TASK DIRECTIONS: The first line of the listing opens the range and the line with "# test: mark one point on the darker" closes it; repeat those lines and all between them word for word, leaving out the pictures.

EXCERPTED DATA:
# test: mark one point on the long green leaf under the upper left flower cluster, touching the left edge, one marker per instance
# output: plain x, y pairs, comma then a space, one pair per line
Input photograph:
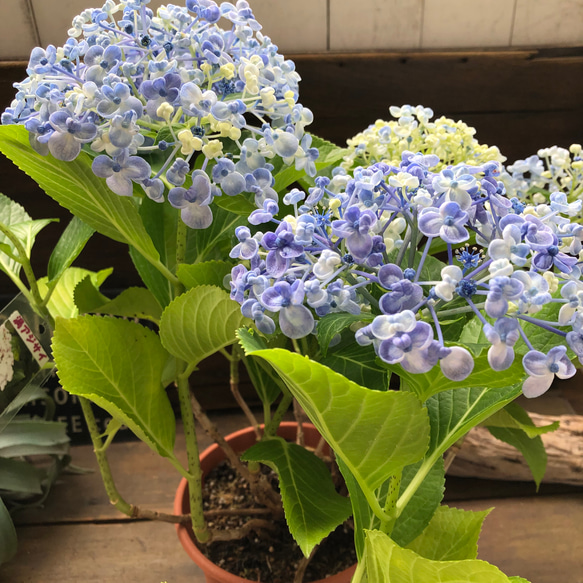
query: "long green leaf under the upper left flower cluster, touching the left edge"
74, 186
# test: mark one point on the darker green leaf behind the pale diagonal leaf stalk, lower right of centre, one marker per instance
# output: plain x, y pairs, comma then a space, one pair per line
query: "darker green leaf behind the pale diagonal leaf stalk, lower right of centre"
420, 510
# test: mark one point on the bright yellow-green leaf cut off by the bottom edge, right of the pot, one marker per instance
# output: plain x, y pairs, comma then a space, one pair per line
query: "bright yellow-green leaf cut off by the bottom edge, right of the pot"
386, 562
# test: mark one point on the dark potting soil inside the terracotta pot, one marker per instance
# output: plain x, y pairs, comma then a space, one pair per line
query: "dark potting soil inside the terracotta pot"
271, 557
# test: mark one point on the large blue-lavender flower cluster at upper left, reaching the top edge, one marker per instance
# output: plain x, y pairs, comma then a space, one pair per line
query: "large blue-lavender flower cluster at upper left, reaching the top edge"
168, 87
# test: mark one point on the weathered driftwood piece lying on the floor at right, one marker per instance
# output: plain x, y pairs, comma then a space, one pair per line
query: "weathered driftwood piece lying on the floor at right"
484, 456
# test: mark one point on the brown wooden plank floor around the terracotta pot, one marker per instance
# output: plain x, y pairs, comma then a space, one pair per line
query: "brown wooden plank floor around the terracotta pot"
78, 537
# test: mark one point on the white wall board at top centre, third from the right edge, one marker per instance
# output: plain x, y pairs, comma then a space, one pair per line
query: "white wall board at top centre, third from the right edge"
375, 24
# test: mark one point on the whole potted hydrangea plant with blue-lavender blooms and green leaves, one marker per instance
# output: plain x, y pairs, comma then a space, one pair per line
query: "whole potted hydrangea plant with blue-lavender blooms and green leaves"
416, 264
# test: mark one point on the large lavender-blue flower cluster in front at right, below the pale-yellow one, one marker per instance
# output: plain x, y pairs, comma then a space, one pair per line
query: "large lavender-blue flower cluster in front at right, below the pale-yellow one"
351, 246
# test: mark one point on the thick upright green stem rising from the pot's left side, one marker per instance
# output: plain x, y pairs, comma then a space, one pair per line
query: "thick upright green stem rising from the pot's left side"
199, 525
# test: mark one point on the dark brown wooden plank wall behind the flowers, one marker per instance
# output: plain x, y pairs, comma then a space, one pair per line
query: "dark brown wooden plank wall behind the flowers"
517, 100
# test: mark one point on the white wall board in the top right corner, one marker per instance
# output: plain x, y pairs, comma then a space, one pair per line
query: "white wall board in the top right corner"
548, 23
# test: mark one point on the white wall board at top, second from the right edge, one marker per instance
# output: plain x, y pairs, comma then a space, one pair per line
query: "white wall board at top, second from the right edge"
467, 23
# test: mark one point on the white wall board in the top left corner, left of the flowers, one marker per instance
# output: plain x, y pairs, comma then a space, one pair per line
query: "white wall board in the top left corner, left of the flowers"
17, 37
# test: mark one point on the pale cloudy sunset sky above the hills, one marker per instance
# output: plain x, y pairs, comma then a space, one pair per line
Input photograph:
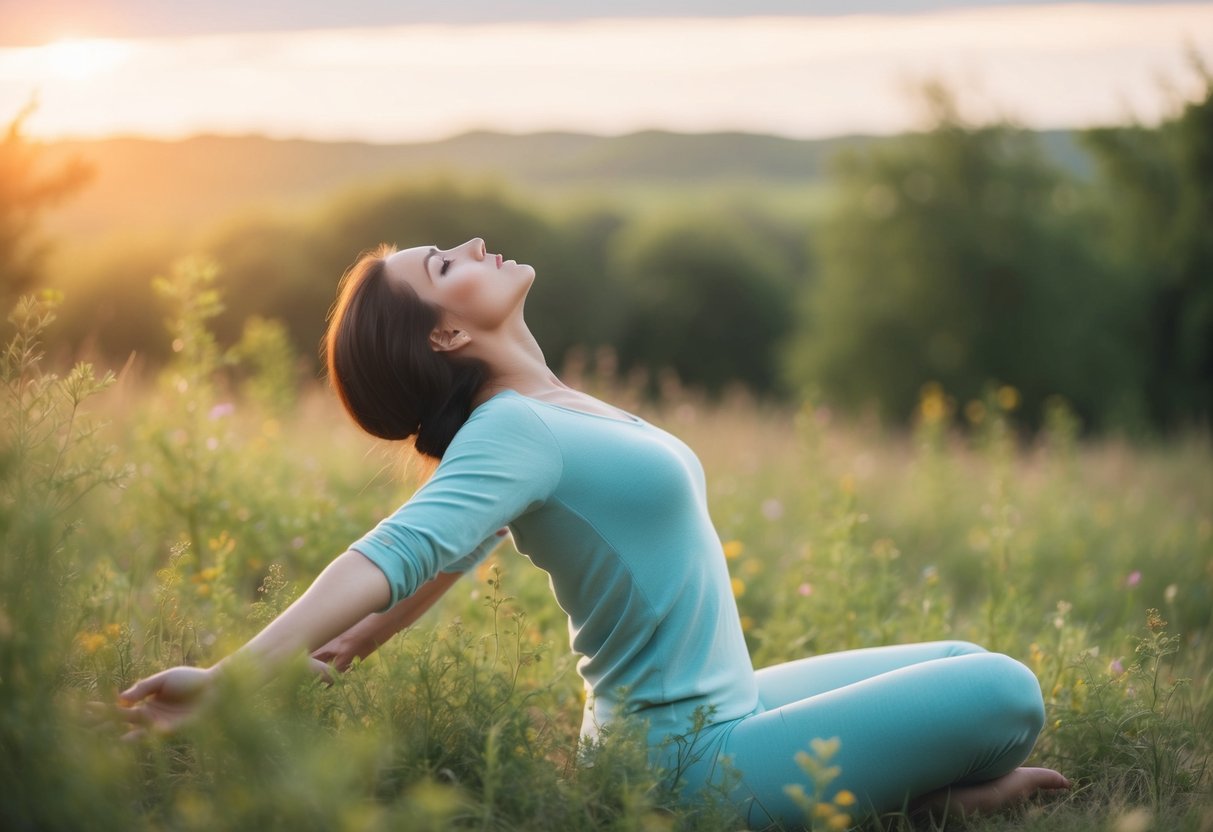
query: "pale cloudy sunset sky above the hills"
397, 71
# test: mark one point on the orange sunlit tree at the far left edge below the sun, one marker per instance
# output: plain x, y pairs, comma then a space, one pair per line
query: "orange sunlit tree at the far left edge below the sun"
25, 195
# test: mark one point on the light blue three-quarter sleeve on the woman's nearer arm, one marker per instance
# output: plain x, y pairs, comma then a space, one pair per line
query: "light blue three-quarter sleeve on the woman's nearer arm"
503, 464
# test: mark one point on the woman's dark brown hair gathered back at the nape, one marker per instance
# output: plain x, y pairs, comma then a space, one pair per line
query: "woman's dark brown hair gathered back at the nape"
380, 362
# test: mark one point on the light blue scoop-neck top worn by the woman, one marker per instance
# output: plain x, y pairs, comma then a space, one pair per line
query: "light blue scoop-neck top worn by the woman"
616, 512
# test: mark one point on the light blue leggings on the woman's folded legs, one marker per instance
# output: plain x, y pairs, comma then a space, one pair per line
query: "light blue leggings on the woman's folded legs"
912, 719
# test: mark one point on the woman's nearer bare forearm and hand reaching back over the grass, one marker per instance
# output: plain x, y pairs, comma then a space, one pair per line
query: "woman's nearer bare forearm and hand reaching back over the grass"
345, 594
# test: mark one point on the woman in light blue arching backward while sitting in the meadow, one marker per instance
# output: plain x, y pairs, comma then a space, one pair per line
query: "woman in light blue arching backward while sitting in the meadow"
432, 344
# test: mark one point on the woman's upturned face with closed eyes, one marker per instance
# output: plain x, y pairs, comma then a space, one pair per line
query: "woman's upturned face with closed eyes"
477, 290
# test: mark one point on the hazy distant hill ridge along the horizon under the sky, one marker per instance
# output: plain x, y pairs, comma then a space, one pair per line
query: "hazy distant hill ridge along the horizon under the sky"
185, 186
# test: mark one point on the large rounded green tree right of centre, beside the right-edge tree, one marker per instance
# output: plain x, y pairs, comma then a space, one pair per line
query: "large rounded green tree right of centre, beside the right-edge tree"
960, 257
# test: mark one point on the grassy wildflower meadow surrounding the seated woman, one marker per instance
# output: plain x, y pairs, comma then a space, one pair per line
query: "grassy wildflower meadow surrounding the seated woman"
162, 518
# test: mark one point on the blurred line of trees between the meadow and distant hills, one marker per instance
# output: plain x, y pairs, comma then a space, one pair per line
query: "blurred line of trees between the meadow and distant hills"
959, 257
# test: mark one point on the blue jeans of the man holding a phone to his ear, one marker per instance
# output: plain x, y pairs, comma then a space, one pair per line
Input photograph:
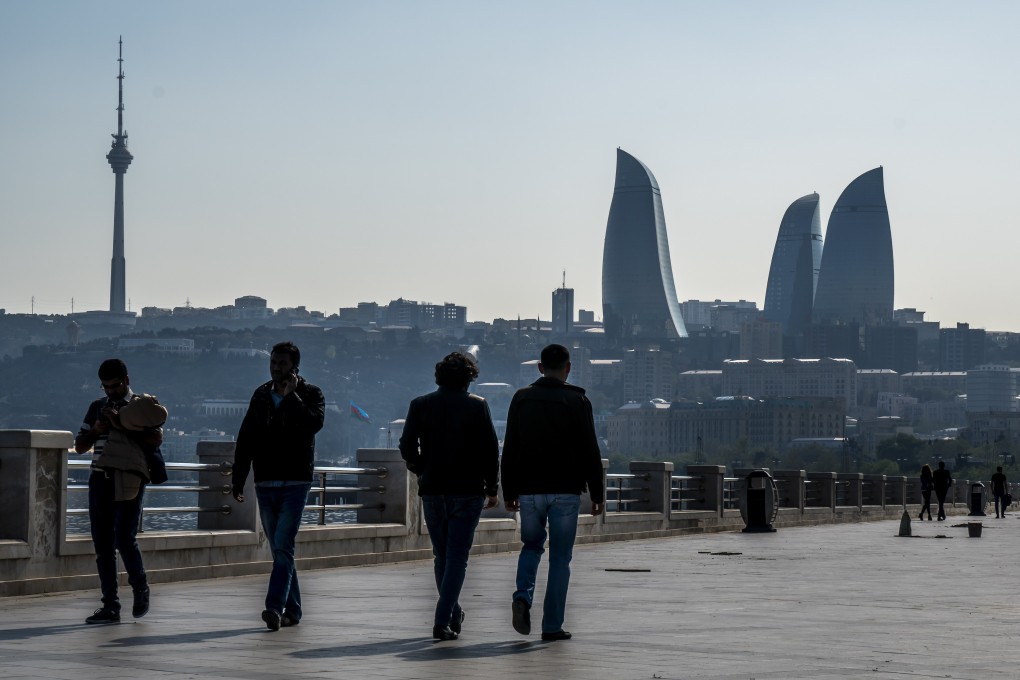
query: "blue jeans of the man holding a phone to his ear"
281, 508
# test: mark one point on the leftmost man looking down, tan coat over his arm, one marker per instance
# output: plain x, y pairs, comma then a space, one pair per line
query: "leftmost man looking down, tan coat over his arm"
114, 516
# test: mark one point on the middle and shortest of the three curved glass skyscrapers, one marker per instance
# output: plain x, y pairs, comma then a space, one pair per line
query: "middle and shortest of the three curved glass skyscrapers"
792, 280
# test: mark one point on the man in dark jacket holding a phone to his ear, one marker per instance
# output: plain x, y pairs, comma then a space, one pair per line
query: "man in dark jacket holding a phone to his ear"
278, 440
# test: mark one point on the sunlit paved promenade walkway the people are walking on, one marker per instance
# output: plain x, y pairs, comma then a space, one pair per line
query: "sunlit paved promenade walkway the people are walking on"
833, 602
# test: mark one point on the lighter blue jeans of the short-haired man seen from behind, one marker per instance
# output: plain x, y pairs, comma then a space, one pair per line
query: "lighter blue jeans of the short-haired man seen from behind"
559, 512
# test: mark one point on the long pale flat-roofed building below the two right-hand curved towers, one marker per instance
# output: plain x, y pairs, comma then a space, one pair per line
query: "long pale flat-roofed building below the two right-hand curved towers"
792, 378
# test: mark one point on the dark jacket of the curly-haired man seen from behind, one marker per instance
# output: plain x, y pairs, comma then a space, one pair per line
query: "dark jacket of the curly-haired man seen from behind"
450, 443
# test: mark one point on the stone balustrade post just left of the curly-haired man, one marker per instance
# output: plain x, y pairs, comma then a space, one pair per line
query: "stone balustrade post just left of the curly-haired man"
397, 505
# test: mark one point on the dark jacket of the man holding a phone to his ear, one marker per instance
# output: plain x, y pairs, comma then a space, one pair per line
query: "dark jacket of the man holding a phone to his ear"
280, 442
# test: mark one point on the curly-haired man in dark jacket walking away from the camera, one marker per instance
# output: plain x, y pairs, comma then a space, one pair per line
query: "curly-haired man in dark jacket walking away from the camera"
450, 443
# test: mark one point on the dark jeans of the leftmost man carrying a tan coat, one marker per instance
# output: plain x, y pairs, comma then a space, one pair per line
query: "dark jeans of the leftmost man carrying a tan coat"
115, 526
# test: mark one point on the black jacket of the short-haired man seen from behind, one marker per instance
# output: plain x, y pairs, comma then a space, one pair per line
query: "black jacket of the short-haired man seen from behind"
550, 446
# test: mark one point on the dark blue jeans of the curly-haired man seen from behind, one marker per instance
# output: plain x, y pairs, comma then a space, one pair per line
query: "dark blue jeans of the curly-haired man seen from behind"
451, 521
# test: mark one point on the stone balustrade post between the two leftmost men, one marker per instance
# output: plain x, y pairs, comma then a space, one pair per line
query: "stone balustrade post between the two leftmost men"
243, 516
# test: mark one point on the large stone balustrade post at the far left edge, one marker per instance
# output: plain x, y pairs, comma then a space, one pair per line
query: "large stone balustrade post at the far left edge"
33, 491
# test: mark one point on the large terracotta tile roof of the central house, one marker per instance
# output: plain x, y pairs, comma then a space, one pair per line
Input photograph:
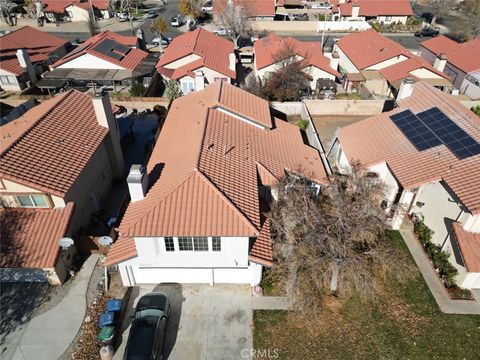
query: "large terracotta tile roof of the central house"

RESULT:
# test: mark one point on the long green leaf under the upper left flower cluster, touching the left edge, one marker per instance
# output: plain x, y pairs, comma then a space, one pair per line
Input photograph:
query: "long green leaf under the upper left flower cluster, touching the left edge"
74, 186
# test: mark one point on the darker green leaf behind the pale diagonal leaf stalk, lower right of centre, one marker per instance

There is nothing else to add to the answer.